→ Given text:
An Introduction to Pipeline Physics
Why PPM needs pipeline physics
Decision theory, the theoretical foundation of project portfolio management (PPM), is evolving to treat uncertainty differently than it treats risk. (See my discussion, "The difference between theory and practice: it's disappearing.") These advances suggest changing PPM in significant ways:
- Instead of forecasting and optimizing portfolio value, better management of uncertainty, which reduces the frequency of decision errors, creates more value.
- The common, static, portfolio model should be replaced with a dynamic, pipeline (phase-gate) model.
Consider each of these changes.
Pipelines versus portfolios: PPM's current best practices - decision analysis and portfolio optimization - mimic finance's modern portfolio theory (MPT), but compounds differ from financial assets in a crucial way.
- Investing in financial assets does not resolve uncertainty; tomorrow's stock prices are as uncertain as today's prices were yesterday.
- Investments in projects resolve uncertainty, and for product development, resolving uncertainty creates great value.

→ Task set:
a) Repeat the text on pipeline physics from "An Introduction to" to "pipeline (phase-gate) model.".
b) Go on with the text on pipeline physics, picking up after its last sentence.
The records have no connection to the text on pipeline physics.

A series of records
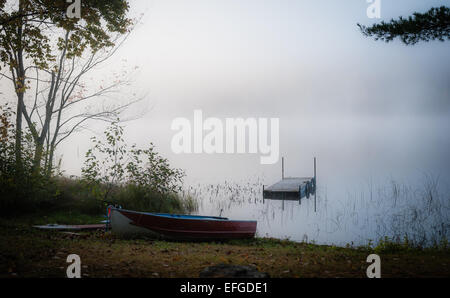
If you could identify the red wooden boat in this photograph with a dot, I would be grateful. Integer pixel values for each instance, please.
(179, 227)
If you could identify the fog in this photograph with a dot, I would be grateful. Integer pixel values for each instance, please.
(369, 111)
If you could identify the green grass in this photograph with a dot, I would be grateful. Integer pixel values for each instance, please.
(28, 252)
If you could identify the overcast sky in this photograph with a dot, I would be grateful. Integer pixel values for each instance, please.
(304, 62)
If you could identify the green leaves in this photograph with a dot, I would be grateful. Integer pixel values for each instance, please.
(432, 25)
(112, 163)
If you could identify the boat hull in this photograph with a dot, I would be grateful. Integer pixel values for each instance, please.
(179, 227)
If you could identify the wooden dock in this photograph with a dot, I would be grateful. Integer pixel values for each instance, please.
(292, 189)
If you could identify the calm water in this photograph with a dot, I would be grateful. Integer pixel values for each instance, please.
(375, 179)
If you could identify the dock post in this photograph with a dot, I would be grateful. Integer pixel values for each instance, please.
(263, 195)
(315, 186)
(300, 195)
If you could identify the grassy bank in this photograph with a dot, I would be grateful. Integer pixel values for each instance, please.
(26, 252)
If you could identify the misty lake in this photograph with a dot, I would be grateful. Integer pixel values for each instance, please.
(376, 179)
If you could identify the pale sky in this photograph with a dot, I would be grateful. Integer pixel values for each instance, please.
(304, 62)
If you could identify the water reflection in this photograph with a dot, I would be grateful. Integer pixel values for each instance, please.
(355, 216)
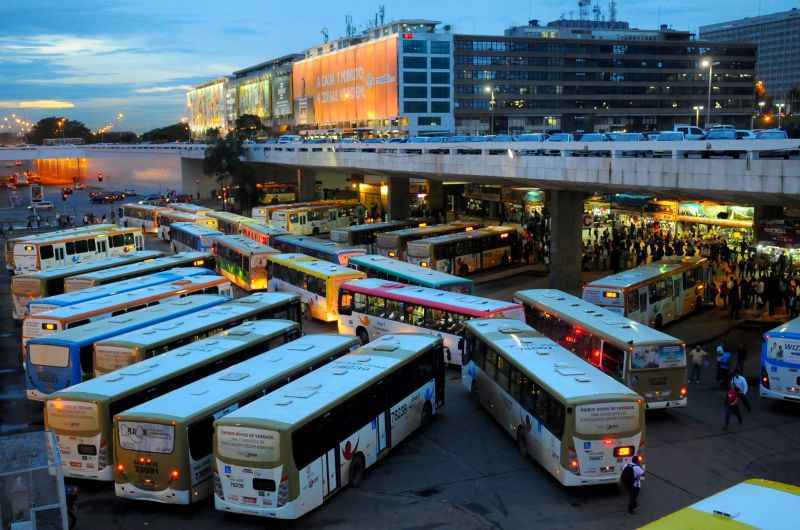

→ Responses per task:
a)
An Introduction to Pipeline Physics
Why PPM needs pipeline physics
Decision theory, the theoretical foundation of project portfolio management (PPM), is evolving to treat uncertainty differently than it treats risk. (See my discussion, "The difference between theory and practice: it's disappearing.") These advances suggest changing PPM in significant ways:
- Instead of forecasting and optimizing portfolio value, better management of uncertainty, which reduces the frequency of decision errors, creates more value.
- The common, static, portfolio model should be replaced with a dynamic, pipeline (phase-gate) model.

b)
This distinction is the reason why financial assets are managed with portfolios while projects are managed with pipelines. (To learn more about this distinction, see my discussion, "How PPM differs from MPT.")
Managing uncertainty versus maximizing value: Previously, managers managed manufacturing, supply chain management, project management and product development by using a two-step process of forecasting and optimization, or colloquially, predict-and-plan. The results were dismal. Subsequently, each function adopted new frameworks that succeeded by managing uncertainty better, and these new frameworks are now well-known: just-in-time, theory of constraints, flexibility, lean and agile. PPM lags behind other business functions by adhering to the old, harmful predict-and-plan approach. (To learn more about this history, see my discussion, "Does PPM need a new paradigm?")
Managers must organize project evaluations, prject selection, project work and their pipeline management to better manage uncertainty. This discussion addresses pipeline management, showing how the management of upstream phase's and gate affect downstream results. Pipeline physics, a new mathematical model of phase-gate systems, describes these relationships.
While this discussion addresses pipelines, some executives may wish to learn more about uncertainty's impact on PPM. These executives may appreciate the discussions mentioned above and the following discussions:
- Why some C-level executives are skeptical of PPM.
- Action flexibility and state flexibility in PPM.
- What modern portfolio theory reveals about PPM.
For information about managing uncertainty in drug development, see my discussions, "How to make drug development more productive" and "Managing drug development pipelines."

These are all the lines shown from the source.